Task item A> Translate this sentence from the Hierophant card text into Spanish: "Acolytes kneel before the man, ready to hear and pass on his teachings."
Task item B> Reproduce the stretch of the Hierophant card text from "It could respresent" through "traditional, old fashioned.", substituting "conventional" for "traditional".
Task item C> Resume the Hierophant card text after its final sentence.

Text excerpt>
============

The hierophant is a card which has many many hidden meanings.
It could mean being obstructed by legal, religionous or matters concerning tradition.
It could mean family matters.
It could represent grand parents.
It could represent marriage.
It could respresent a person who is both practical and grounded in his beliefs and religious.
It could mean a matter is very traditional, old fashioned.
Basic Card Symbols
Twin pillars, staff, throne, hand raised in blessing, two acolytes.
Basic Tarot Story
Having created a solid foundation on which to build his future, the Fool is struck with a sudden fear. What if everything he's worked for is taken away? Is stolen, or lost, or destroyed or vanishes? Or what if it is just not good enough? In a panic, he heads into a holy place where he finds the Hierophant, a wise teacher and holy man. Acolytes kneel before the man, ready to hear and pass on his teachings. The Fool tells the Hierophant his fears, and asks how he can be free of them.
"There are only two ways," says the Hierophant sagely, "Either give up that which you fear to lose so it no longer holds any power over you, or consider what you will still have if your fear comes to pass. After all," the Hierophant continues, "if you did lose all you'd built, you would still keep the experience and knowledge that you've gained up to this point, wouldn't you?"
This surprisingly pragmatic advise releases the Fool from his fear, and he is able exit out of the sanctuary and face the world's challenges once again.

============

Provided records>
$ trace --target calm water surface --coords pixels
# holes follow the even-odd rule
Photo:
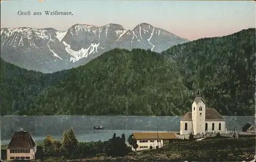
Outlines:
[[[228,130],[241,130],[247,123],[255,123],[254,116],[224,116]],[[41,142],[48,134],[61,139],[63,132],[71,127],[79,141],[105,141],[115,133],[124,133],[127,138],[134,131],[179,131],[181,117],[131,116],[4,116],[1,117],[2,145],[9,143],[15,130],[29,131],[36,142]],[[105,127],[94,130],[94,125]]]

============

Output A> Los acólitos se arrodillan ante el hombre, listos para escuchar y transmitir sus enseñanzas.

Output B>
It could respresent a person who is both practical and grounded in his beliefs and religious.
It could mean a matter is very conventional, old fashioned.

Output C>
Basic Tarot Meaning
Taurus the Earthly bull may seem an odd sign for a holy man, but it makes sense if you understand that the Hierophant's purpose is to bring the spiritual down to Earth. Where the High Priestess between her two pillars deals with realms beyond this Earth, the Hierophant (or High Priest) deals with worldly problems. He is well suited to do this because, like all Taureans, he strives to create harmony and peace in the midst of a crisis. The Hierophant's only problem is that, like the Bull, he can be stubborn and hidebound. At his best, he is wise and soothing, at his worst, he is an unbending traditionalist.
The Hierophant card has so many Popish trappings that it is sometimes hard for readers to like him, or interpret him as positive rather than seeing his potential for being unreasonable, hide-bound, literal and stodgy. I like to point out the decks where the Hierophant is the Oracle at Delphi or some other less loaded image.
When the Hierophant appears as a person, he's likely an old, favored teacher, therapist, counsellor, advisor, sponsor. That young Priest with progressive ideas, or the old Rabbi who was always so down to Earth and fun, or maybe an uncle who always offered such common sense advise. Unfortunately, he can also represent that nasty teacher the Querent is dealing with, the one who refuses to deviate from the text book, or a sour-faced elder who wants to keep the church old fashioned and in the dark ages.
Standing for the Querent himself, the Hierophant might well warn against being too stubborn, especially in matters of theology or ethics. It can remind the Querent what it means to be a good, and beloved teacher. In this, the Hierophant can be very positive. When things are going very wrong in the world, the Hierophant is the one who wades in, quiets the panic, and offers good, practical advise. He symbolizes a connection to the divine, which answers with a very human voice, never oblique or mysterious. You know how to solve your problem, this card says; it is not easy, not a quick fix, but it is do-able. The solution is there, you've only to bring it down to Earth.